* Begin Supplied information *

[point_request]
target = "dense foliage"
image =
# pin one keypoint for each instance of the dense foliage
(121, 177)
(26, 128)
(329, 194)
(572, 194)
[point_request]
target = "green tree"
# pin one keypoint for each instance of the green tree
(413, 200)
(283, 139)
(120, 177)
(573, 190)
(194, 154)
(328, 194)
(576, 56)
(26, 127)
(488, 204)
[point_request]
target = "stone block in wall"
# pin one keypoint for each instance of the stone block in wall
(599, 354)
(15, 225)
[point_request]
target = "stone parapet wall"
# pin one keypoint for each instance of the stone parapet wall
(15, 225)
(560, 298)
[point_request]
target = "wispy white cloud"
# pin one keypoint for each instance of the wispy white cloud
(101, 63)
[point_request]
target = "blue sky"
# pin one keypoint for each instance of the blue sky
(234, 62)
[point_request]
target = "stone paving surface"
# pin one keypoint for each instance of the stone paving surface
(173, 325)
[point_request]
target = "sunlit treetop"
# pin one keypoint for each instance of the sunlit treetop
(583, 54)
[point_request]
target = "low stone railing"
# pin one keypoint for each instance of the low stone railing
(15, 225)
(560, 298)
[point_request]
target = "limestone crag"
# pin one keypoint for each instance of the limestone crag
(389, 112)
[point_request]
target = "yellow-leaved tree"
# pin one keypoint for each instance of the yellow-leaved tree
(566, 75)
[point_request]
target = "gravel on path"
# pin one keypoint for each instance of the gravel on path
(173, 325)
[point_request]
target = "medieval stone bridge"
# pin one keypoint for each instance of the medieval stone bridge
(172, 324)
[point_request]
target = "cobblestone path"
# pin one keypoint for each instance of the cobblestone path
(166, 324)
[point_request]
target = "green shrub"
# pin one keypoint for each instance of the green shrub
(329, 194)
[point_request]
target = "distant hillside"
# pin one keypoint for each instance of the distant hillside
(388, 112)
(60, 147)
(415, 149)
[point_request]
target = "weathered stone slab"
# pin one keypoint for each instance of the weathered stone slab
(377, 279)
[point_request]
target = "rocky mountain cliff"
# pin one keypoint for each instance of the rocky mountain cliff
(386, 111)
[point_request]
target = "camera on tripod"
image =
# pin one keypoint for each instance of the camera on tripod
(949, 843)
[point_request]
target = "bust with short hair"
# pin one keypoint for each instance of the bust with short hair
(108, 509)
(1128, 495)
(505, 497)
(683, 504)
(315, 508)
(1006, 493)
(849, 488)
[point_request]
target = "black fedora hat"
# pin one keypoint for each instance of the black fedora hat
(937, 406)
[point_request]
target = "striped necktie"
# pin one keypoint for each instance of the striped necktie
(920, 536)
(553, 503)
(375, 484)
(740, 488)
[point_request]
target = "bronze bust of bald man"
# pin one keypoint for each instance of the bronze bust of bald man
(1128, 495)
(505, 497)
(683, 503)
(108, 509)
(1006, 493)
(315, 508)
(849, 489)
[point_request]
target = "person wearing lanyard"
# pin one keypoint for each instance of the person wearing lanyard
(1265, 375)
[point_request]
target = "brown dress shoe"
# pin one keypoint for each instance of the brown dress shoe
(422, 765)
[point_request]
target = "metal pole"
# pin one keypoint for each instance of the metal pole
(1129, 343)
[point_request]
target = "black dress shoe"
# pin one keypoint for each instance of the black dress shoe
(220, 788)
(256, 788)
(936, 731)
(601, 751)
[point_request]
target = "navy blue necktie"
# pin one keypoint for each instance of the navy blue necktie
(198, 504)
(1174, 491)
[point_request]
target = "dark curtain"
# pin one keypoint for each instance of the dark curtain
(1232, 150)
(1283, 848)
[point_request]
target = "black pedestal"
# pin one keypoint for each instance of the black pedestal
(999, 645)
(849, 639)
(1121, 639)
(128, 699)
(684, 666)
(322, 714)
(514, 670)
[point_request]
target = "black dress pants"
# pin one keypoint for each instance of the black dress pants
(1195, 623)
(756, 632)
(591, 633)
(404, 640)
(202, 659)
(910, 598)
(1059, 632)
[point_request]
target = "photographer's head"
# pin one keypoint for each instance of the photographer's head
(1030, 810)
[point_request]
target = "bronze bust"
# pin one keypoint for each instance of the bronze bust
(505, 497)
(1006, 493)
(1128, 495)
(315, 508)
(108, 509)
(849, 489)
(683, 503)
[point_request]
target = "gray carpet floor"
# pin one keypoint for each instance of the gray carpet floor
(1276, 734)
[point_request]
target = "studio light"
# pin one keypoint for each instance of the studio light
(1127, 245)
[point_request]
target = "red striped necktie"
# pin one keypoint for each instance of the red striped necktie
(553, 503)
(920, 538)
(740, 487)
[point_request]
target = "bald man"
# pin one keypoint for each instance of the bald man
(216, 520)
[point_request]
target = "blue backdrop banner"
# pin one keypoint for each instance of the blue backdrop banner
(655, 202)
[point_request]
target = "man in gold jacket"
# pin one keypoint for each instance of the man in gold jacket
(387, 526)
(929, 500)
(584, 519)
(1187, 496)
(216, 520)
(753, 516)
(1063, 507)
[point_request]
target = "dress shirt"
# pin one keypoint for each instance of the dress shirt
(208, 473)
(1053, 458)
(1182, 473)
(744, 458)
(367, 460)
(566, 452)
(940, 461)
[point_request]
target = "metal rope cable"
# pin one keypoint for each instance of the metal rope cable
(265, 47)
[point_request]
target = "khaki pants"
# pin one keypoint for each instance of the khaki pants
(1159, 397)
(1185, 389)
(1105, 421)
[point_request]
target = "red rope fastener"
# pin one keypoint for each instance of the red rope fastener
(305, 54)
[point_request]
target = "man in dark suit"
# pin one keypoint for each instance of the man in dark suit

* End Supplied information *

• Set exercise
Print every entry exactly as it appears.

• Result
[point_request]
target = "dense foliage"
image =
# pin one keypoint for each instance of the dense foliage
(121, 177)
(26, 128)
(329, 194)
(572, 194)
[point_request]
target = "green tree"
# pin one keypoint for each instance of the green tree
(413, 200)
(283, 139)
(120, 177)
(573, 190)
(194, 154)
(328, 194)
(576, 56)
(26, 127)
(488, 204)
[point_request]
target = "stone block in wall"
# pin one keypoint for each instance of the stone block in wall
(599, 354)
(15, 225)
[point_request]
target = "stone parapet wall"
# pin one keypoint for each instance of the stone parapet wall
(15, 225)
(560, 298)
[point_request]
target = "wispy white cloud"
# pin one keypoint for each instance of the wispy white cloud
(101, 63)
[point_request]
target = "blue sky"
# pin one keypoint for each instance of the blue sky
(234, 62)
[point_request]
target = "stone paving surface"
# pin one keypoint for each instance of the stone paving surface
(173, 325)
[point_request]
target = "sunlit treetop"
# pin one keypoint for each instance of the sunlit treetop
(583, 54)
[point_request]
target = "low stone railing"
# pin one keypoint for each instance of the low stone railing
(15, 225)
(560, 298)
[point_request]
target = "limestone crag"
# pin one keypoint for each instance of the limestone crag
(389, 112)
[point_request]
target = "yellow-leaved tree"
# pin one keypoint for each instance of the yellow-leaved tree
(566, 75)
[point_request]
target = "gravel on path"
# pin one keypoint for each instance of the gravel on path
(173, 325)
[point_request]
target = "medieval stone bridge"
# pin one keypoint for each instance of the medieval stone bridge
(172, 324)
[point_request]
target = "cobblestone path"
# pin one keypoint for each instance of the cobblestone path
(166, 324)
[point_request]
target = "green shrub"
# pin one keypoint for each instance of the green shrub
(329, 194)
[point_request]
target = "distant hillside"
# pin one keypoint for each instance of the distant hillside
(388, 112)
(60, 147)
(415, 149)
[point_request]
target = "weathered stone slab"
# pin one keypoint for each instance of the weathered stone slab
(377, 279)
[point_request]
target = "rocky mountain cliff"
# pin one keypoint for each instance of the rocky mountain cliff
(386, 111)
[point_request]
target = "camera on tripod"
image =
# pin one keypoint for each instance of the camera on tripod
(949, 843)
[point_request]
target = "bust with short hair"
# pin one keypoint for each instance of the bust with short hair
(108, 509)
(1128, 495)
(505, 497)
(683, 504)
(315, 508)
(1006, 493)
(849, 488)
[point_request]
target = "black fedora hat"
# pin one keypoint for each instance of the black fedora hat
(937, 406)
[point_request]
target = "striped necktie"
# pin one keypoint for each instance of the striped necktie
(920, 536)
(553, 503)
(375, 484)
(740, 488)
[point_request]
target = "bronze bust of bald man"
# pin one keypoint for each instance of the bronze bust of bald man
(1128, 495)
(505, 497)
(683, 503)
(108, 509)
(1006, 493)
(315, 508)
(849, 489)
[point_request]
target = "person wearing lanyard"
# pin one keypoint for each instance of the person wearing lanyard
(1265, 375)
[point_request]
target = "brown dress shoe"
# pin one keypoint for each instance of the brown dress shoe
(422, 765)
[point_request]
target = "metal pole"
# pin one keypoint for each instance of the metal pole
(1129, 343)
[point_request]
target = "black dress shoe"
# pin one keypoint for each instance of the black dress shoe
(220, 788)
(256, 788)
(936, 731)
(601, 751)
[point_request]
target = "navy blue necktie"
# pin one keypoint for each instance of the navy blue necktie
(198, 504)
(1174, 491)
[point_request]
target = "dark curtain"
# pin one keypoint for each instance of the dark curtain
(1232, 150)
(1283, 848)
[point_request]
target = "black pedestal"
# pin one keypoint for each instance of the black pedestal
(999, 645)
(849, 639)
(1121, 639)
(128, 699)
(684, 666)
(322, 714)
(514, 670)
[point_request]
target = "black dress pants"
# pin one keypoint for each instance of the black dress pants
(1195, 623)
(756, 632)
(591, 633)
(404, 640)
(202, 659)
(910, 598)
(1059, 632)
[point_request]
target = "photographer's head"
# pin one keypoint for each instance of the photographer's head
(1030, 810)
[point_request]
target = "bronze bust"
# pin one keypoint for each instance of the bronze bust
(505, 497)
(1006, 493)
(1128, 495)
(315, 508)
(108, 509)
(849, 489)
(683, 503)
[point_request]
target = "gray carpet floor"
# pin one keypoint for each instance of the gray carpet floor
(1276, 734)
[point_request]
target = "studio light"
# pin one keypoint for each instance of the studio light
(1127, 245)
[point_request]
target = "red striped necktie"
# pin one keypoint for each instance of the red striped necktie
(553, 503)
(920, 538)
(740, 487)
[point_request]
target = "bald man"
# pin one keypoint for each instance of the bald man
(216, 520)
[point_request]
target = "blue backdrop banner"
# pin one keypoint for each instance of the blue backdrop banner
(655, 202)
[point_request]
target = "man in gold jacket"
# pin one keypoint for each instance of the man in gold jacket
(387, 526)
(929, 500)
(584, 519)
(1187, 496)
(216, 520)
(753, 516)
(1063, 507)
[point_request]
target = "dress shirt"
# pin one keypoint for each instance of the dress shirt
(208, 473)
(1053, 458)
(1182, 473)
(744, 458)
(367, 460)
(566, 452)
(940, 461)
[point_request]
target = "metal rope cable"
# pin one keypoint for each instance of the metal rope cable
(265, 47)
[point_request]
target = "khaki pants"
# pin one keypoint for each instance of the khaki pants
(1159, 397)
(1185, 389)
(1105, 421)
[point_request]
target = "red rope fastener"
# pin one keypoint for each instance of the red rope fastener
(305, 54)
[point_request]
target = "man in dark suit"
# pin one keypoint for each instance of the man in dark suit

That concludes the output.